    I had mine at NWH hope that helps. 
     
  4. You have chosen to ignore posts from ml2620-2. Show ml2620-2's posts

    Re: Early Risk Assessment -- what to expect?

    Did anyone else NOT do this?

    I was so sick with my morning sickness, that it seems the doctor's neglected to mention this test to me, and now at 14 weeks 4 days it's too late.

    I am doing the Downs test at 16 weeks. Will this mean we will need to do an amnio?
     
  5. You have chosen to ignore posts from nene72. Show nene72's posts

    Re: Early Risk Assessment -- what to expect?

    GC-I went to a diagnostic ultrasound clinic to have my u/s.  It took about a half an hour and I couldn't go to the bathroom an hour before the ultrasound.  The reasoning behind this is that the fetus is so small at that point, that its easier to detect.  After a preliminary scan, I was allowed to go to the bathroom.  I MD came in after the initial u/s for a few minutes and confirmed that visually things looked OK but qualified everything by saying that we needed both rounds of bloodwork to come in before he could reach a conclusion.  I went to my doctor's office for my bloodwork and went for another round of blood tests a few weeks after the u/s.  When we received the tests, the odds were low enough that we decided not to proceed with either CVS or amino.
^^^^
=== TASKS AND EXERCISES ===
1. Answer these about the Early Risk Assessment thread, one line each:
(a) How far along was the poster whose morning sickness meant missing the test?
(b) At how many weeks is that same poster doing the Downs test?
(c) How long did the ultrasound at the diagnostic clinic take?
2. Write what comes next in the Early Risk Assessment thread, starting after the last sentence shown.

=== PROVIDED INFORMATION ===
^^^^
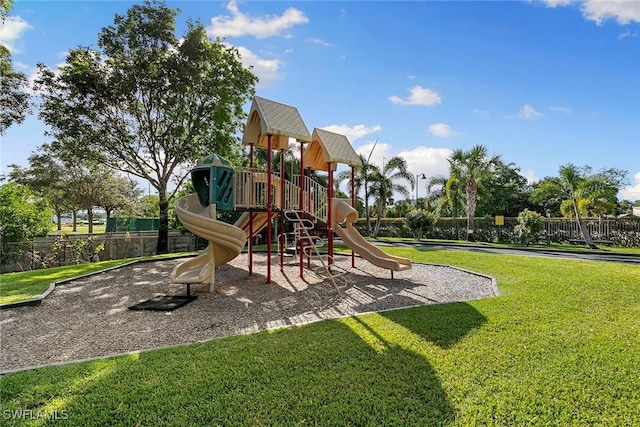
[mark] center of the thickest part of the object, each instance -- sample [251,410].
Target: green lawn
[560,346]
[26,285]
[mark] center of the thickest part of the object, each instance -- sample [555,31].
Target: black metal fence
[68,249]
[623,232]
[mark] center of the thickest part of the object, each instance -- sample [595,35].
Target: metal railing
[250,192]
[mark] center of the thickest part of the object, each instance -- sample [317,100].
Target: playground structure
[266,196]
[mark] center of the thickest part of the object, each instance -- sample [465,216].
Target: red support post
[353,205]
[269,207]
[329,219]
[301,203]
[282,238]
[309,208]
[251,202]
^^^^
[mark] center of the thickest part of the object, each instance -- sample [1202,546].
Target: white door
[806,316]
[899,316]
^^^^
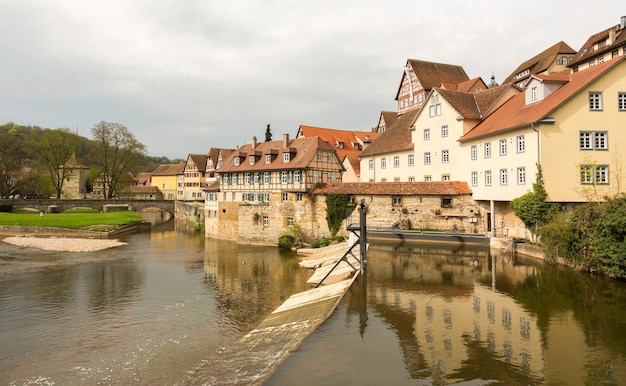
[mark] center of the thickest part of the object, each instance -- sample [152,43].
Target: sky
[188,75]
^^^^
=== ANSWERS TO THE PROBLEMS ===
1.
(a) 14 weeks 4 days
(b) 16 weeks
(c) About half an hour

2.
    ML-I'm not sure if you'll do an amnio or a CVS.  (One is earlier than the other). 
     
  6. You have chosen to ignore posts from GC1016. Show GC1016's posts

    Re: Early Risk Assessment -- what to expect?

    ML, I think at 16 weeks you're out of the CVS window, so my guess would be amnio, but I'm not 100% on that.  I'd call your OB and ask. 


    Thanks for the info, ladies!  No one has mentioned anything about not going to the bathroom, so I may call and ask.  Nor has a second round of blood tests been mentioned, so it's good to know that's a possibility; I'm sure I would have assumed it was a Bad Sign. 

     
  7. You have chosen to ignore posts from nene72. Show nene72's posts

    Re: Early Risk Assessment -- what to expect?

    If it helps, I had the sequential series testing (SST). I'm not sure if its different than an ERA.

     
  8. You have chosen to ignore posts from GC1016. Show GC1016's posts

    Re: Early Risk Assessment -- what to expect?

    Hmmm ... possibly.  Regardless, the possibility is filed away! 
     
  9. You have chosen to ignore posts from amy-lynn. Show amy-lynn's posts

    Re: Early Risk Assessment -- what to expect?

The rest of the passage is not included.